GIVEN INSTRUCTION:
Copy each of the lines below without any change.

PROVIDED ENTRIES:
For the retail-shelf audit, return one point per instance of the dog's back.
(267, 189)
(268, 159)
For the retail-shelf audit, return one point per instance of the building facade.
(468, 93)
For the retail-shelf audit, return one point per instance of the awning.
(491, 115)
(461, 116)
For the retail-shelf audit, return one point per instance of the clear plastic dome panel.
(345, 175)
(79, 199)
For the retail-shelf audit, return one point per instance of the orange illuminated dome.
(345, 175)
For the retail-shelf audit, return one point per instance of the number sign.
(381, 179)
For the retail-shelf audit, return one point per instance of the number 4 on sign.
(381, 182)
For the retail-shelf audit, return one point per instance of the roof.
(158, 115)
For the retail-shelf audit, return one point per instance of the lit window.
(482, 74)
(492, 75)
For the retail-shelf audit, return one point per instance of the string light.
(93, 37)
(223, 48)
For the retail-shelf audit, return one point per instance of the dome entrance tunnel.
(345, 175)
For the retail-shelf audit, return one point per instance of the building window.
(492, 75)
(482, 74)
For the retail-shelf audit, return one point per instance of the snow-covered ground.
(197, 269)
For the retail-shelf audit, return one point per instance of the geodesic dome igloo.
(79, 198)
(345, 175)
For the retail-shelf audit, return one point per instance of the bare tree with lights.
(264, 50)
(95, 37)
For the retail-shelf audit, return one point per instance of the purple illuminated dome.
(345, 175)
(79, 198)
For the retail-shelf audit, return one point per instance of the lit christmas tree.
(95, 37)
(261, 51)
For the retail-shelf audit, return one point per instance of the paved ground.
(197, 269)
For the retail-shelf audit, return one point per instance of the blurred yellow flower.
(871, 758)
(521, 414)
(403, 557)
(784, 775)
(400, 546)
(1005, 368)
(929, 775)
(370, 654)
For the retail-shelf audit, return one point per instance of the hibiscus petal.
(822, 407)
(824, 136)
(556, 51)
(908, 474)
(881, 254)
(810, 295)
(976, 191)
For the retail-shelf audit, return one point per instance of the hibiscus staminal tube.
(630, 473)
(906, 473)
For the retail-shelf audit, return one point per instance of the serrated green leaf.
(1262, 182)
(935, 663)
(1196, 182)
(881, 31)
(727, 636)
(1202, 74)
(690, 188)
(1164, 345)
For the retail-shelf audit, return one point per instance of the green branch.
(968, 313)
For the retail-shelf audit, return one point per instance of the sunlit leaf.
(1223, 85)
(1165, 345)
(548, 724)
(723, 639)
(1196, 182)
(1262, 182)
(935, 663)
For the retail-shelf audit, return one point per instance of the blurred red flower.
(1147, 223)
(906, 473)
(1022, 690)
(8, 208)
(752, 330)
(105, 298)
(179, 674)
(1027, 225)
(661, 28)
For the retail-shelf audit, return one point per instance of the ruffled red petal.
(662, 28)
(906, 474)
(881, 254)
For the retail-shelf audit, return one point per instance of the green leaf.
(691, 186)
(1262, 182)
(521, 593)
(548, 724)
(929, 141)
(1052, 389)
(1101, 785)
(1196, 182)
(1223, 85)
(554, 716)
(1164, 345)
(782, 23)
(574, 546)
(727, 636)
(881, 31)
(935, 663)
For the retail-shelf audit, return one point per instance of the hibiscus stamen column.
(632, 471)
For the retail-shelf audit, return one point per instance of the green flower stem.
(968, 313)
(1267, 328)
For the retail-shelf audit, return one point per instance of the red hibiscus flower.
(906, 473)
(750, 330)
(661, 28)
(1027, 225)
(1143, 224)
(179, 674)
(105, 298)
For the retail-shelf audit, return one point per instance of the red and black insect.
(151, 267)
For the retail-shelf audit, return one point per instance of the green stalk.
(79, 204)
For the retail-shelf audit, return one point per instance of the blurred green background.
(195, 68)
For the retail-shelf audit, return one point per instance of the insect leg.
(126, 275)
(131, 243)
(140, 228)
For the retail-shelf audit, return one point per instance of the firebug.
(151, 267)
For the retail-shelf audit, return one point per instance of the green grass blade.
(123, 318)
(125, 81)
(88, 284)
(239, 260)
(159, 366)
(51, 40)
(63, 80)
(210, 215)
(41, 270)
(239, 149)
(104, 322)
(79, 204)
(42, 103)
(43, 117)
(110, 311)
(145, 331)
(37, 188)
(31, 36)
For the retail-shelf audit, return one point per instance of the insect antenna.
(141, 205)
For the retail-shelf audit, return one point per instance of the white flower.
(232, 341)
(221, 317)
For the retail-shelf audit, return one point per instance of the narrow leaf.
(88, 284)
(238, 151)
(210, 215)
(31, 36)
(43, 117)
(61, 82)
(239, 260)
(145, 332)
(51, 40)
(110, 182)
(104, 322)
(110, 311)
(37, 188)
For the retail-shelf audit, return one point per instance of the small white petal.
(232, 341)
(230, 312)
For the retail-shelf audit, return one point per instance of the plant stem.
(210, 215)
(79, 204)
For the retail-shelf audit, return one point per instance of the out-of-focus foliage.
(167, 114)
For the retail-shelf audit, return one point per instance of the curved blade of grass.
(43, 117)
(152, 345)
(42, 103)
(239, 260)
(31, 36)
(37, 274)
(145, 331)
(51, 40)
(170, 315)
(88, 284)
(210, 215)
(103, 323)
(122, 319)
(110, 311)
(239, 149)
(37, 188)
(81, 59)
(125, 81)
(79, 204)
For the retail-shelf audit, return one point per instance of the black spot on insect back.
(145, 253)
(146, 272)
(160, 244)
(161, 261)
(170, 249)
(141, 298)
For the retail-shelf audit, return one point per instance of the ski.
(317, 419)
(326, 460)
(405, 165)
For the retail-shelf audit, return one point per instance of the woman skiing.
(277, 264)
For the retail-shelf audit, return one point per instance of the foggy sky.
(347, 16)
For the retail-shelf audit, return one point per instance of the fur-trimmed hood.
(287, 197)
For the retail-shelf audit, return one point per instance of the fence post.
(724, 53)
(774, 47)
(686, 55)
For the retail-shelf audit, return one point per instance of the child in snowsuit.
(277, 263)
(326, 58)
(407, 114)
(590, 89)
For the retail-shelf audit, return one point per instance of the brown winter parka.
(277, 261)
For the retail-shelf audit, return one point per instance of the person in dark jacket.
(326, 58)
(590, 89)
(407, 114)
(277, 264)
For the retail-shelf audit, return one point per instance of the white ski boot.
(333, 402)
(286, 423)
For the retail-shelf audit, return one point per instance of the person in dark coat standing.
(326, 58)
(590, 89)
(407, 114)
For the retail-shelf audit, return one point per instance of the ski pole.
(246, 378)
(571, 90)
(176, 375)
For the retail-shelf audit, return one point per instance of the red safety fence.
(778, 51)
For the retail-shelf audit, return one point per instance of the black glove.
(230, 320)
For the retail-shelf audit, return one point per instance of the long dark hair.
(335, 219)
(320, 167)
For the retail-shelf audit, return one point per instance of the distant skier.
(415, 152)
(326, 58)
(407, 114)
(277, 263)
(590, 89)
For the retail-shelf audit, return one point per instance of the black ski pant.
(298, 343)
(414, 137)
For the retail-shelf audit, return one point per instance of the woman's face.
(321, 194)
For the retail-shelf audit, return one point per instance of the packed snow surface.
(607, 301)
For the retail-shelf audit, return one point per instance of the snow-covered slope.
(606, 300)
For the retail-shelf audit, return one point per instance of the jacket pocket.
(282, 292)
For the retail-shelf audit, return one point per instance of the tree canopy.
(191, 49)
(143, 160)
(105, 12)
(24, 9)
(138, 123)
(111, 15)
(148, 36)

RESULT FOR THIS TASK:
For the retail-shelf audit, return one point per instance of the dog's back.
(267, 189)
(268, 159)
For the retail-shelf audit, return one point per instance of the building facade.
(468, 93)
For the retail-shelf audit, return one point per instance of the awning.
(491, 115)
(461, 116)
For the retail-shelf audit, return one point per instance of the clear plastic dome panel.
(345, 175)
(79, 199)
For the retail-shelf audit, return one point per instance of the orange illuminated dome.
(345, 175)
For the retail-shelf audit, return one point per instance of the number sign.
(381, 179)
For the retail-shelf audit, return one point per instance of the number 4 on sign.
(381, 182)
For the retail-shelf audit, return one point per instance of the roof.
(158, 115)
For the retail-shelf audit, return one point per instance of the lit window.
(482, 74)
(492, 75)
For the retail-shelf audit, return one point per instance of the string light.
(93, 37)
(223, 48)
For the retail-shelf audit, return one point per instance of the dome entrance tunnel.
(345, 175)
For the retail-shelf audit, return one point per instance of the building window.
(492, 75)
(482, 74)
For the retail-shelf audit, return one point per instance of the snow-covered ground.
(197, 269)
For the retail-shelf audit, return one point per instance of the geodesic dome igloo.
(79, 198)
(345, 175)
For the retail-shelf audit, return one point per instance of the bare tree with lights.
(264, 50)
(95, 37)
For the retail-shelf audit, return one point per instance of the purple illuminated dome.
(345, 175)
(79, 198)
For the retail-shelf audit, return one point per instance of the lit christmas tree.
(95, 37)
(261, 51)
For the retail-shelf audit, return one point per instance of the paved ground.
(197, 269)
For the retail-shelf audit, return one point per instance of the blurred yellow flower.
(871, 758)
(521, 414)
(403, 557)
(784, 775)
(400, 546)
(1005, 368)
(929, 775)
(370, 654)
For the retail-shelf audit, return one point per instance of the hibiscus petal.
(822, 407)
(824, 136)
(556, 51)
(908, 474)
(881, 254)
(810, 295)
(976, 191)
For the retail-shelf audit, return one point per instance of the hibiscus staminal tube.
(630, 473)
(906, 473)
For the retail-shelf audit, return one point per instance of the serrated green leaf.
(1262, 182)
(935, 663)
(1196, 182)
(881, 31)
(727, 636)
(1202, 74)
(690, 188)
(1164, 345)
For the retail-shelf audit, return one point per instance of the green branch.
(968, 313)
For the retail-shelf audit, return one point per instance of the sunlit leaf.
(1223, 85)
(1165, 345)
(548, 724)
(723, 639)
(1196, 182)
(1262, 182)
(935, 663)
For the retail-shelf audit, return one point per instance of the blurred red flower.
(1147, 223)
(906, 473)
(1022, 690)
(8, 208)
(752, 330)
(105, 298)
(179, 674)
(1027, 225)
(661, 28)
For the retail-shelf audit, return one point per instance of the ruffled red petal.
(662, 28)
(906, 474)
(881, 254)
For the retail-shelf audit, return one point per instance of the green leaf.
(691, 186)
(1262, 182)
(521, 593)
(548, 724)
(929, 141)
(1052, 389)
(1101, 785)
(1196, 182)
(1223, 85)
(554, 716)
(1164, 345)
(782, 23)
(574, 546)
(727, 636)
(881, 31)
(935, 663)
For the retail-shelf audit, return one point per instance of the hibiscus stamen column.
(632, 471)
For the retail-shelf audit, return one point per instance of the green flower stem.
(968, 313)
(1267, 328)
For the retail-shelf audit, return one point per instance of the red hibiscus flower.
(906, 473)
(750, 330)
(661, 28)
(1027, 225)
(1143, 224)
(179, 674)
(105, 298)
For the retail-shelf audit, return one point per instance of the red and black insect.
(151, 267)
For the retail-shelf audit, return one point per instance of the green stalk.
(79, 204)
For the retail-shelf audit, return one point per instance of the blurred green background.
(195, 68)
For the retail-shelf audit, return one point per instance of the insect leg.
(126, 275)
(131, 243)
(140, 228)
For the retail-shelf audit, return one point per instance of the firebug.
(151, 267)
For the retail-shelf audit, return one point per instance of the green grass blade.
(123, 318)
(125, 81)
(88, 284)
(239, 260)
(159, 366)
(51, 40)
(63, 80)
(210, 215)
(41, 270)
(239, 149)
(104, 322)
(79, 204)
(42, 103)
(43, 117)
(110, 311)
(145, 331)
(37, 188)
(31, 36)
For the retail-shelf audit, return one point per instance of the insect antenna.
(141, 205)
For the retail-shelf audit, return one point per instance of the white flower.
(232, 341)
(221, 317)
For the retail-shelf audit, return one point per instance of the narrow leaf.
(88, 284)
(238, 151)
(210, 215)
(31, 36)
(43, 117)
(61, 82)
(239, 260)
(145, 332)
(51, 40)
(110, 182)
(104, 322)
(110, 311)
(37, 188)
For the retail-shelf audit, return one point per instance of the small white petal.
(232, 341)
(230, 312)
For the retail-shelf audit, return one point per instance of the plant stem.
(210, 215)
(79, 204)
For the retail-shelf audit, return one point per instance of the out-of-focus foliage.
(167, 114)
For the retail-shelf audit, return one point per instance of the curved blade of grass.
(43, 117)
(152, 345)
(42, 103)
(239, 260)
(31, 36)
(37, 274)
(145, 331)
(51, 40)
(170, 315)
(88, 284)
(210, 215)
(103, 323)
(122, 319)
(110, 311)
(239, 149)
(37, 188)
(81, 59)
(125, 81)
(79, 204)
For the retail-shelf audit, return one point per instance of the black spot on insect back.
(145, 253)
(146, 272)
(160, 244)
(161, 261)
(170, 249)
(141, 298)
For the retail-shelf audit, return one point per instance of the ski.
(317, 419)
(326, 460)
(405, 165)
For the retail-shelf audit, return one point per instance of the woman skiing.
(277, 264)
For the retail-shelf audit, return one point per instance of the foggy sky.
(347, 16)
For the retail-shelf audit, return one point per instance of the fur-trimmed hood.
(287, 197)
For the retail-shelf audit, return one point per instance of the fence post.
(724, 53)
(774, 47)
(686, 55)
For the retail-shelf audit, return one point per instance of the child in snowsuit.
(277, 263)
(326, 58)
(407, 114)
(590, 89)
For the retail-shelf audit, return one point per instance of the brown winter parka.
(277, 261)
For the retail-shelf audit, return one point per instance of the person in dark jacket.
(326, 58)
(590, 89)
(407, 114)
(277, 264)
For the retail-shelf audit, return one point per instance of the white ski boot.
(333, 402)
(286, 423)
For the retail-shelf audit, return one point per instance of the person in dark coat standing.
(326, 58)
(590, 89)
(407, 114)
For the retail-shelf audit, return one point per instance of the ski pole.
(246, 378)
(571, 90)
(176, 375)
For the retail-shelf audit, return one point per instance of the red safety fence.
(778, 51)
For the retail-shelf audit, return one point per instance of the black glove.
(230, 320)
For the retail-shelf audit, return one point per instance of the long dark hair.
(335, 219)
(320, 167)
For the retail-shelf audit, return one point per instance of the distant skier.
(415, 152)
(326, 58)
(407, 114)
(277, 263)
(590, 89)
For the retail-shelf audit, return one point per instance of the black ski pant.
(298, 343)
(414, 137)
For the retail-shelf audit, return one point per instance of the woman's face.
(321, 194)
For the retail-shelf audit, return one point per instance of the packed snow surface.
(607, 301)
For the retail-shelf audit, return one point per instance of the snow-covered slope.
(606, 300)
For the retail-shelf audit, return one point per instance of the jacket pocket.
(282, 292)
For the retail-shelf audit, return one point per instance of the tree canopy.
(191, 49)
(143, 160)
(105, 12)
(24, 9)
(138, 123)
(111, 15)
(148, 36)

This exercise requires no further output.